====== DATA IN THIS EXERCISE ======

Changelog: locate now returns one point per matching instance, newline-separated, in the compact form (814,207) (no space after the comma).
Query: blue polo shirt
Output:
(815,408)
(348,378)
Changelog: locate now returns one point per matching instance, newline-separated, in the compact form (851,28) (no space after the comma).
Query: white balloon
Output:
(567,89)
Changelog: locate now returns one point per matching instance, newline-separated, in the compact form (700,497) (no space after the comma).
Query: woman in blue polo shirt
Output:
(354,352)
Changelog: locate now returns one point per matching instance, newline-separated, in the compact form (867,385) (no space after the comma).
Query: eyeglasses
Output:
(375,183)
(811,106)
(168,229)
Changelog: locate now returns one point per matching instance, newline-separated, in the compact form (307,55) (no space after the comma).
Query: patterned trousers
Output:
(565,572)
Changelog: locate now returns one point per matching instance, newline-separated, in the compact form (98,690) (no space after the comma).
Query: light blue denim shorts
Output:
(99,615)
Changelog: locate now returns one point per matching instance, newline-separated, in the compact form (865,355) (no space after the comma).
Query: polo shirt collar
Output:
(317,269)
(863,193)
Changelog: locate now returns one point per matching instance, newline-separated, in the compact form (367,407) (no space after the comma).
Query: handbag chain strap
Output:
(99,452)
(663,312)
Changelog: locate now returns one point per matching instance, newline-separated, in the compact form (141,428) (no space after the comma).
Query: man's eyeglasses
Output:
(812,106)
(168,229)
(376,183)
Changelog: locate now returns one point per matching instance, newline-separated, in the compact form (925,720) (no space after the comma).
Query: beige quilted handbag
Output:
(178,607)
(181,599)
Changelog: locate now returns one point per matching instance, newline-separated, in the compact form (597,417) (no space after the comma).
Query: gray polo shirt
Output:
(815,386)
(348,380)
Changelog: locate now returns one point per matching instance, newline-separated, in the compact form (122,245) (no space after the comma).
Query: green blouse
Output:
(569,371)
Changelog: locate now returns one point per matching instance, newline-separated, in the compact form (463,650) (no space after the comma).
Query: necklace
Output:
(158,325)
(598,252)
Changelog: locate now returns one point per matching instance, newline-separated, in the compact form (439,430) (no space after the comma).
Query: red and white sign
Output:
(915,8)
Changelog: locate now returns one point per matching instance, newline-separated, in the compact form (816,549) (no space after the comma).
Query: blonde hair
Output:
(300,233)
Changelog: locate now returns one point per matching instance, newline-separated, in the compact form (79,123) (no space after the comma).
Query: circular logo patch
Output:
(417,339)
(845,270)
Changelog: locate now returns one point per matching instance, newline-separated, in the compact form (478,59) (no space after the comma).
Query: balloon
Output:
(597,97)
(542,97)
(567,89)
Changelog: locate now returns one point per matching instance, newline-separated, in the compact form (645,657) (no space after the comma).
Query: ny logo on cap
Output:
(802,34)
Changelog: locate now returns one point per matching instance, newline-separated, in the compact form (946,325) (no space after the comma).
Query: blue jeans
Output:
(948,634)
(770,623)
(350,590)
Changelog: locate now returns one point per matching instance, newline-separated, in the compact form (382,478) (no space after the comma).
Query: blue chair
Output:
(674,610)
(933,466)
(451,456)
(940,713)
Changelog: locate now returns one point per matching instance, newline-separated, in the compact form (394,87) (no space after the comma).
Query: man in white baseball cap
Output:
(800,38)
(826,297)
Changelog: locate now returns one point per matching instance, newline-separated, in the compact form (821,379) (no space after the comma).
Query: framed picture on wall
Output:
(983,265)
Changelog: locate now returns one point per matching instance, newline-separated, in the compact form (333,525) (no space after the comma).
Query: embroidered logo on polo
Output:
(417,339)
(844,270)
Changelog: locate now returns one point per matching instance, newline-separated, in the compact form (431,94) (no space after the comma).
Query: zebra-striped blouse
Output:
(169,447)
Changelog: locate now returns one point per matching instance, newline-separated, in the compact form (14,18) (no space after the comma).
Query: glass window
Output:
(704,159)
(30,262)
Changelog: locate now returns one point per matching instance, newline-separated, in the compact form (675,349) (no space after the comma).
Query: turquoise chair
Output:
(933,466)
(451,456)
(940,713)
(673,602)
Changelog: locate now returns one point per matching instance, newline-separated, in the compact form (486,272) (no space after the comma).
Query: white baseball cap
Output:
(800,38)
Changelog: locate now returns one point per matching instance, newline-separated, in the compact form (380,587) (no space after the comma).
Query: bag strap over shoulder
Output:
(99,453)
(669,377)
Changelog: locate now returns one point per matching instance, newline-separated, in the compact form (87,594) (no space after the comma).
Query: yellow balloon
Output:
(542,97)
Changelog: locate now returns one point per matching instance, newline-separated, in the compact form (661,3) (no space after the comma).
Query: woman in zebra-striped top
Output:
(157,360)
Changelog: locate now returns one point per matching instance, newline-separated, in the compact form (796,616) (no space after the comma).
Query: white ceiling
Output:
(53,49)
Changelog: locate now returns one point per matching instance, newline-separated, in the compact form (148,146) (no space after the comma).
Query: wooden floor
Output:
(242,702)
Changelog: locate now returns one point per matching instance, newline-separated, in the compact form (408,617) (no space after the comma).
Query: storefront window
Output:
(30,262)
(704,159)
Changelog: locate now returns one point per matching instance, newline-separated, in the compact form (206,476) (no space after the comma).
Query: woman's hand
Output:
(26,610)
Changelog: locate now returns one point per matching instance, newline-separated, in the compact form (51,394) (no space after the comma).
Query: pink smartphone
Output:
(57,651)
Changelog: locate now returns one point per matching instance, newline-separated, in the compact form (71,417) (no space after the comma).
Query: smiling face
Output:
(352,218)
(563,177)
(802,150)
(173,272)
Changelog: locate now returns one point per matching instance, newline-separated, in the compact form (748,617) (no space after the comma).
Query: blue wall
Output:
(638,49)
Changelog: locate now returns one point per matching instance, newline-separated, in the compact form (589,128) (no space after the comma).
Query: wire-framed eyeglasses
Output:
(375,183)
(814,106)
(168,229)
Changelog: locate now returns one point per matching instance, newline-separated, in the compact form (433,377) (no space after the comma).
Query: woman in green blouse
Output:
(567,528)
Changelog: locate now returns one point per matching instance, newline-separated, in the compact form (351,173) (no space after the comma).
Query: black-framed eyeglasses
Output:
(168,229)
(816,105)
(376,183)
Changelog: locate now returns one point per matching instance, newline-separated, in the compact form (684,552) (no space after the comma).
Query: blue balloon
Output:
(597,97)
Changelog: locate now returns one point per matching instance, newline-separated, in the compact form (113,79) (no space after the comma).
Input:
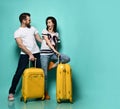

======

Output, word for word, the full listing above, with no pictures.

Changelog: locate now returns one point per matching instance, newline-separated, in the compact form (814,207) (no space after the comma).
Query: blue polo shirt
Output:
(815,408)
(348,378)
Changelog: locate now returns one point per matching instance, newline-separated, in the compact form (851,28) (no space after the comma).
Query: white balloon
Output:
(567,89)
Changelog: locate now returns one point per matching instance, newline-separated, in the compact form (700,497) (no space after the comma).
Query: woman in blue polo shirt
Output:
(354,352)
Changelog: locate now returns one point per matching instance, newline-separated, in the compact form (867,385) (no space after the comma).
Query: eyeglasses
Output:
(375,183)
(811,106)
(168,229)
Changelog: locate now returns one point per matching instance, newline-separated, in the compact form (307,55) (no space after the comma).
Query: patterned trousers
Output:
(565,572)
Changelog: locate now returns one point per matching instance, newline-separated, in the compact form (98,690) (no space after the comma).
Query: light blue denim shorts
Output:
(99,615)
Changelog: locate now returns one point per matching instance, newline-separated, in the compact form (865,355) (no space after the comma).
Query: polo shirt collar
Output:
(317,269)
(863,193)
Changelog: locate now returns one point per matching instance, newline-separated, in the compact form (367,407) (no space after the comma).
Query: handbag chain strap
Output:
(99,452)
(663,312)
Changelog: locate now returns one point per matching instance, newline-separated, in the compact form (141,428) (no space after the comma).
Query: man's eyeglasses
Output:
(812,106)
(168,229)
(376,183)
Changelog: locate now returns one point per matching instance, newline-separated, in the compact form (925,720) (no space after the comma).
Query: beige quilted handbag
Output:
(178,607)
(181,599)
Changelog: locate now returns one point per matching instance, newline-separated, in the compact form (597,417) (no space after the comma).
Query: gray polo shirt
Output:
(815,386)
(348,380)
Changelog: locate now returns one point per matching instance, newline-separated, in the compact form (122,245) (no space after the comma).
Query: green blouse
Output:
(569,371)
Changelog: locate now returns one point per matching instance, newline-separated, in the compact form (463,650) (no space after the comma).
Query: necklace
Output:
(158,325)
(598,252)
Changelog: locate now returns one point per matching instance, newline-separated, in the compact form (439,430) (no space after the comma).
Query: red and white sign
Output:
(915,8)
Changelog: locate now returns one point per matching instance, newline-separated, in the compact form (816,549) (no space after the comma).
Query: blonde hair
Output:
(300,233)
Changelog: locate now returns one point per matching instance, newline-separated, in the compact form (79,123) (no space after the comma).
Query: circular logo patch
Output:
(417,339)
(845,270)
Changelog: locate now returns one point per matching instance, newline-separated, in the compact form (478,59) (no space after the comma).
Query: balloon
Output:
(597,97)
(542,97)
(567,89)
Changelog: locate now returns one point per matching instance, newline-separated, in the compact form (645,657) (no space after the comma).
Query: ny logo on cap
Output:
(802,34)
Changelog: locate now returns one point per matching instance, newline-separated, in the compact form (946,325) (no space after the comma).
Query: blue jeans
Output:
(948,634)
(770,623)
(350,590)
Changelog: locate now returns one point per matching instance, newline-separated, in the compact form (382,478) (no space after the comma).
Query: blue chair
Output:
(674,610)
(933,466)
(451,456)
(940,713)
Changelog: locate now returns one point per matching instance, newline-separated, in the compact form (394,87) (no space after the comma).
Query: man in white baseball cap
Output:
(800,38)
(826,297)
Changelog: locate now returns one point per matching instance, newline-separated, in the compact form (821,379) (no space after the comma).
Query: framed picture on wall
Output:
(983,265)
Changelog: locate now returns one point per matching instance, newline-separated, in the compact form (333,525) (no space after the comma).
Query: embroidered logo on polo
Output:
(417,339)
(844,270)
Changelog: locate now returns one point per matching instance, newline-separated, in the compact form (431,94) (no space after the comma).
Query: zebra-striped blouse
Output:
(169,447)
Changelog: locate now returns one point per matching instance, newline-separated, in the compact form (14,18) (no space after the comma).
Query: glass window
Output:
(704,159)
(30,262)
Changelog: locate now returns one point per matching instance, newline-separated, in the compact form (675,349) (no space after the comma).
Query: turquoise chair
Output:
(933,466)
(451,456)
(940,713)
(673,602)
Changelog: locate now returns one point per matching instance, newline-separated, in the compact form (486,272) (no space after the comma).
Query: white baseball cap
Output:
(800,38)
Changelog: locate now returns one point per matching instance, newline-separated, in the compact form (380,587) (no space after the comma).
Query: bag strap over shoulder
Output:
(99,453)
(669,377)
Changelog: locate now returns one point per matching instance, newline-separated, in the compact form (87,594) (no space after the comma).
Query: yellow balloon
Output:
(542,97)
Changelog: locate now returns one point per matching instance, newline-separated, in the compact form (661,3) (no space after the comma).
Query: woman in zebra-striped top
Output:
(157,360)
Changelog: locate now returns one point per matching instance, newline-separated, in the compact form (796,616) (no space after the comma).
Query: white ceiling
Output:
(53,49)
Changelog: locate now returns one point per matching instance, newline-separated, in the compact form (148,146) (no space after the comma).
Query: wooden floor
Output:
(242,702)
Changelog: locate now returns one point per matching instance, newline-separated, in the compact form (408,617) (no space after the comma).
Query: storefront window
Output:
(30,262)
(704,159)
Changelog: locate now returns one point per matching instance, newline-separated, in the compact form (206,476) (no space after the comma).
Query: woman's hand
Output:
(26,610)
Changelog: locate now returns one point per matching instance, newline-separated, in the compact form (51,394) (no space after the comma).
Query: pink smartphone
Output:
(57,651)
Changelog: locate now returns one point per matching instance, newline-separated, in the compact form (71,417) (no space after the comma).
Query: smiling face
Output:
(352,218)
(563,177)
(802,150)
(173,272)
Changelog: locate now returns one point per matching instance, newline-separated, in the compact form (748,617) (no space after the comma).
Query: blue wall
Output:
(638,49)
Changelog: locate now returns one point per matching instance, newline-separated, in the compact form (589,128) (no space after the comma).
Query: wire-framed eyeglasses
Output:
(375,183)
(814,106)
(168,229)
Changelog: locate now returns one point per matching instance, newline-separated, in the compact form (433,377) (no space after the comma).
Query: woman in green blouse
Output:
(567,528)
Changelog: locate now returns one point per matching instance, newline-separated, in the compact form (351,173) (no space after the comma).
Query: black-framed eyeglasses
Output:
(168,229)
(816,105)
(376,183)
Changelog: locate now returns one point per matching instance, newline-separated, in the compact form (684,552) (no space after the comma).
Query: blue balloon
Output:
(597,97)
Changelog: locate now returns one point per matching instance, newline-separated, in the compact form (113,79) (no space after the comma).
Input:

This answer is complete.